New Hall of Fame Yearbook latest in long line of baseball annuals

Written by: Bill Francis

A yearbook, by definition, is a book about a particular topic that is published each year. When the topic is big league baseball, the rich history of the team yearbook dates back more than three-quarters of a century.

And when the topic is the National Baseball Hall of Fame and Museum, the yearbook serves as an annual time capsule of each historic class in Cooperstown.

Today, a typical baseball yearbook is profusely illustrated, contains a history of the franchise while interspersed with feature-length stories and biographies of a particular season’s players, coaches and manager. Sold at the ballpark as well as other outlets, they are often collected by fans as a snapshot of a particular team.

Team yearbooks in the Hall of Fame Library’s collection total more than 2,400 (including numerous duplicates), some forms of which date back to the early 20th century.

The more established franchises, such as the New York Yankees and Cincinnati Reds, have more than 150 available, while expansion era teams like the Arizona Diamondbacks and Colorado Rockies fewer than five.

“Yearbooks provide librarians and researchers with a special reference source, used for both contemporary and historical information,” Hall of Fame Librarian Jim Gates. “They are an essential component of our archive.”

First in Print

Becoming a popular item by the 1950s, when nearly every big league team was producing a yearbook, some of the earliest examples were referred to as sketchbooks.

Near the end of a Boston Braves game story in July 1946, Boston Globe reporter Clif Keane added, “Billy Sullivan, Braves’ publicity man, has turned out an excellent sketchbook of the team, replete with pictures and complete histories of the players. It’s the first time that such a thing has been done, at least in this city.”

The 1950s was also a heyday for great yearbook cover art, from Charles Kerins, called “the artist who painted America’s childhood” and who was responsible for Red Sox covers from 1956 to 1960, to Willard Mullin, famous for his “Brooklyn Bum” character and acclaimed as the greatest sports cartoonist of the 20th century, who produced yearbook covers over the years for the Brooklyn Dodgers, New York Giants and New York Mets.

“The Dodger yearbook, from the fertile pen of travelling secretary Harold Parrott, is just off the presses,” wrote columnist Jimmy Murphy in a May 1951 edition of the Brooklyn Eagle. “In its interesting pages you can meet all the Dodgers, face to face, in informal poses. There are unusual anecdotes about all the players, things you couldn’t have known until now, and the photography is out of this world.

## Recorded information
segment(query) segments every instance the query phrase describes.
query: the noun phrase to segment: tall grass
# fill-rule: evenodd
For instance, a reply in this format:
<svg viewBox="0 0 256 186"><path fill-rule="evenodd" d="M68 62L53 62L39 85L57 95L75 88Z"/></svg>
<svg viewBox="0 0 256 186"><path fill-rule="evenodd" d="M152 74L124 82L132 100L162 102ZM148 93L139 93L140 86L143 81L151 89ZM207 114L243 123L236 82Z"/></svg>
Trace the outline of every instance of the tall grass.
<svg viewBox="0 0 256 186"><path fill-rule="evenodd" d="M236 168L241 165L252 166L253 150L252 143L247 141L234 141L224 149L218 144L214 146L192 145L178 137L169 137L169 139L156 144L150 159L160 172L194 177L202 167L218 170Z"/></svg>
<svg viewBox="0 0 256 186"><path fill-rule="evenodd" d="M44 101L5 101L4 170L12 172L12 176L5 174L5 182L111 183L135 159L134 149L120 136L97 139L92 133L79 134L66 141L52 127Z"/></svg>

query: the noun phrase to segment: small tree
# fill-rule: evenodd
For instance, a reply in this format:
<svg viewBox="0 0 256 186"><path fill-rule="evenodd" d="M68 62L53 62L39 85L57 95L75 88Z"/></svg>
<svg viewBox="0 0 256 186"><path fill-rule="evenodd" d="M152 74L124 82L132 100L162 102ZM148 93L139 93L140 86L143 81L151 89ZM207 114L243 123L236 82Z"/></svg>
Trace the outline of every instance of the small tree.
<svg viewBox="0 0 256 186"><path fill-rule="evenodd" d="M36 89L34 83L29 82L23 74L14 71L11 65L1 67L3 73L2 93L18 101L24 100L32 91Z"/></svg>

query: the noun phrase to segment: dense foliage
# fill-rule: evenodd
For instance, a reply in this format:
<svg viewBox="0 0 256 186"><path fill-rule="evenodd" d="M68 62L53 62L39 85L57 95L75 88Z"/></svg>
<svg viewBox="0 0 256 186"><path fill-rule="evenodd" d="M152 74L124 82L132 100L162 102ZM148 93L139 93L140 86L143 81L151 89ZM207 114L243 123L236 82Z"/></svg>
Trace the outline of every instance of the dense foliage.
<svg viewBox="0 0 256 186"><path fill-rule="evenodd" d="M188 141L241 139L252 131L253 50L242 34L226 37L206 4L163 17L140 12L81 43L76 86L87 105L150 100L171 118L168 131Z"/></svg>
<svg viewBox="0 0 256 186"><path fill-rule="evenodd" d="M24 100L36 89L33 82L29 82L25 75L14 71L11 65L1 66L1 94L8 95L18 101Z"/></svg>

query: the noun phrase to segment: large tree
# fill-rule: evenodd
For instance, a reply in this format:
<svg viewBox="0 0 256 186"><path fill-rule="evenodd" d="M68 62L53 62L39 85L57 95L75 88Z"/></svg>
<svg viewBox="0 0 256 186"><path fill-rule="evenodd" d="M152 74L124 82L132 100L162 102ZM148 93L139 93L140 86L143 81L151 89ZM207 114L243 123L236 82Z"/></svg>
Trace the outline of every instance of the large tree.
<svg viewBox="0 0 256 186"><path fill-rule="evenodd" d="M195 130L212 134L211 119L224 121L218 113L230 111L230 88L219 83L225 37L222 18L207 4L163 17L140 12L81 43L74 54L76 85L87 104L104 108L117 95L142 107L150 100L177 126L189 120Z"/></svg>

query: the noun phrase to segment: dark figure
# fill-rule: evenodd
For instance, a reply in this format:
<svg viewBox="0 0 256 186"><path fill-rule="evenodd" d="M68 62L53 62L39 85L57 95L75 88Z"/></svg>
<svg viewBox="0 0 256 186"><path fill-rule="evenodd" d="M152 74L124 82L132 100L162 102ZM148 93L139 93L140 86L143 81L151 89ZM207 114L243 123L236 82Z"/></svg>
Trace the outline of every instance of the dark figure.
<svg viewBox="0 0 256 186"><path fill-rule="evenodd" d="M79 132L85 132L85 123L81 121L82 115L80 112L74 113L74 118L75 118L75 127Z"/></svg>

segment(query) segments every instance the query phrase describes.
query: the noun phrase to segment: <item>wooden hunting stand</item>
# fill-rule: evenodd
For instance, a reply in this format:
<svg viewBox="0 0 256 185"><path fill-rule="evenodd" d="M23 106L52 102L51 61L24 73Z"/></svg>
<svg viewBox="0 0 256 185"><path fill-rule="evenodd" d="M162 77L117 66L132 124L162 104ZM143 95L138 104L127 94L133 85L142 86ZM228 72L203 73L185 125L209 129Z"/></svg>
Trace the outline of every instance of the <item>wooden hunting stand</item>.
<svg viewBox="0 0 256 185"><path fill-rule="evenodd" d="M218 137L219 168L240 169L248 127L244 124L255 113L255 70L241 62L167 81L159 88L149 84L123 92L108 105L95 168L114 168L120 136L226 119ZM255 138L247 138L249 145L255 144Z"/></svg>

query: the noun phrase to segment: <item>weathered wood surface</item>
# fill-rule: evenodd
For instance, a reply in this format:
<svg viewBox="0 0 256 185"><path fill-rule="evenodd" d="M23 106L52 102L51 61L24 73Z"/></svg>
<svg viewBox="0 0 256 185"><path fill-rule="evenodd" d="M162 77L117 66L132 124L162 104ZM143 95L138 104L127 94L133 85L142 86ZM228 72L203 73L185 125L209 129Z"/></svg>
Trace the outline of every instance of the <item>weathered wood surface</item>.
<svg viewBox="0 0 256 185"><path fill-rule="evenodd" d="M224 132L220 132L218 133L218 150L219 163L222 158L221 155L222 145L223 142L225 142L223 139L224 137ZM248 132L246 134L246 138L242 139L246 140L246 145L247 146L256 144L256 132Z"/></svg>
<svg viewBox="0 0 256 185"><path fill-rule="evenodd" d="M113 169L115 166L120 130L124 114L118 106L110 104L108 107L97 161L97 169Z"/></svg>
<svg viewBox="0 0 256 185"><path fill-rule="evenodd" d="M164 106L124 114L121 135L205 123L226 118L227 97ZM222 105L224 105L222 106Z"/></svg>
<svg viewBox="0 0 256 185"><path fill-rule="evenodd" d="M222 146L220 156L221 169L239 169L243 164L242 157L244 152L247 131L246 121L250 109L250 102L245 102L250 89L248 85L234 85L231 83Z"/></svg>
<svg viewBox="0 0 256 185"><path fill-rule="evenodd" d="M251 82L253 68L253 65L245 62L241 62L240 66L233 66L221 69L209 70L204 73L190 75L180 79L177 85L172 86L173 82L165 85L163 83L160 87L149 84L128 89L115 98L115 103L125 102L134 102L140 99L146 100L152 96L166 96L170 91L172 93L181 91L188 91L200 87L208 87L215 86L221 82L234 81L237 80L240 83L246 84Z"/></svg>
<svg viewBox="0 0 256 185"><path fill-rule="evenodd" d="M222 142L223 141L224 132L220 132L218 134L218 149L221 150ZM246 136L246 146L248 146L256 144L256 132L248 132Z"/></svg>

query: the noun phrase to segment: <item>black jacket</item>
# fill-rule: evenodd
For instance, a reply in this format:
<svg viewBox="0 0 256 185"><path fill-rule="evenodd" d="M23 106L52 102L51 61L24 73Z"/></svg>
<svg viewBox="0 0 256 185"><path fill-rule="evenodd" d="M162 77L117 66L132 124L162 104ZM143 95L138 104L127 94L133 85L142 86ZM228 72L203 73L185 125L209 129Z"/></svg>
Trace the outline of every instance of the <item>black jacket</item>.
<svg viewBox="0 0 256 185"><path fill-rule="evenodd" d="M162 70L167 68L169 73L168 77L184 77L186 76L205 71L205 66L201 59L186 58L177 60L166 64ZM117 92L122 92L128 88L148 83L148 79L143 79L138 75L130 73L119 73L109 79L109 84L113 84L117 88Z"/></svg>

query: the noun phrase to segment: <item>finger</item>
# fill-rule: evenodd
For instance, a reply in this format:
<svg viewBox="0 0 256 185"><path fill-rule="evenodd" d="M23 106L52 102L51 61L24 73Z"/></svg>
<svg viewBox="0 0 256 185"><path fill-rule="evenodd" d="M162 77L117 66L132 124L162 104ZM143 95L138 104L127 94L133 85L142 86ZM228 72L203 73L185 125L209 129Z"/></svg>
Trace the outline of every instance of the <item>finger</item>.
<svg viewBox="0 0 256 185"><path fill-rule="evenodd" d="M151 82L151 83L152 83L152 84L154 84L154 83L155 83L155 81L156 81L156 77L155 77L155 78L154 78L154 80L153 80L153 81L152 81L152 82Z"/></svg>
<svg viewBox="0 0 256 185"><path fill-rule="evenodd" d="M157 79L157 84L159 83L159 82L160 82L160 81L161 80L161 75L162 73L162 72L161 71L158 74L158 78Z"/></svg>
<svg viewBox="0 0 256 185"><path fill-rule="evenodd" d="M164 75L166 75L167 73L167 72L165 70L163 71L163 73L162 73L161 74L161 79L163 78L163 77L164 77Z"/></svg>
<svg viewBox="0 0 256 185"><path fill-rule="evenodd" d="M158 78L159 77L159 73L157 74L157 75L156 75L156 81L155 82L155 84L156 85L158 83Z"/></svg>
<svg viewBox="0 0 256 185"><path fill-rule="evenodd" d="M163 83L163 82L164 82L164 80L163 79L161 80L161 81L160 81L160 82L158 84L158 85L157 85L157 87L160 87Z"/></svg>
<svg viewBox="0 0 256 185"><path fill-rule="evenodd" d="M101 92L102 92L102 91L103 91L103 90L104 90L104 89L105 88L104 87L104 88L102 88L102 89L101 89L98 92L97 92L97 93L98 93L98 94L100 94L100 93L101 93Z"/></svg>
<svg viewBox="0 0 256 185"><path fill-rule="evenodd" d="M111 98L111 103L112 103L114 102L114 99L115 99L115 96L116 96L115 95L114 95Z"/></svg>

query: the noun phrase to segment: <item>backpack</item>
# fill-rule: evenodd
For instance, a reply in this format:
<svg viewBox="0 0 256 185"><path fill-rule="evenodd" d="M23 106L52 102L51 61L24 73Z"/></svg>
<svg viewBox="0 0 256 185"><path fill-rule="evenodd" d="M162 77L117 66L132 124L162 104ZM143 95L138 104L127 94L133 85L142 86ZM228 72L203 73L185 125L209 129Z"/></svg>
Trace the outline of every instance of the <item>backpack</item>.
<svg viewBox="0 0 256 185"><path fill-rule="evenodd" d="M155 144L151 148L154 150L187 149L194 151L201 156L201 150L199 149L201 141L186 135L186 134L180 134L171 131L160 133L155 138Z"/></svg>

## Objectives
- a) How many team yearbooks does the Hall of Fame Library's collection hold, according to the article on baseball yearbooks?
- b) Restate the article on baseball yearbooks from "The 1950s was" to "of this world.", replacing "columnist" with "writer".
The records come from a separate source, not from the article on baseball yearbooks.

## Results in order
- a) More than 2,400, including numerous duplicates.

- b)
The 1950s was also a heyday for great yearbook cover art, from Charles Kerins, called “the artist who painted America’s childhood” and who was responsible for Red Sox covers from 1956 to 1960, to Willard Mullin, famous for his “Brooklyn Bum” character and acclaimed as the greatest sports cartoonist of the 20th century, who produced yearbook covers over the years for the Brooklyn Dodgers, New York Giants and New York Mets.

“The Dodger yearbook, from the fertile pen of travelling secretary Harold Parrott, is just off the presses,” wrote writer Jimmy Murphy in a May 1951 edition of the Brooklyn Eagle. “In its interesting pages you can meet all the Dodgers, face to face, in informal poses. There are unusual anecdotes about all the players, things you couldn’t have known until now, and the photography is out of this world.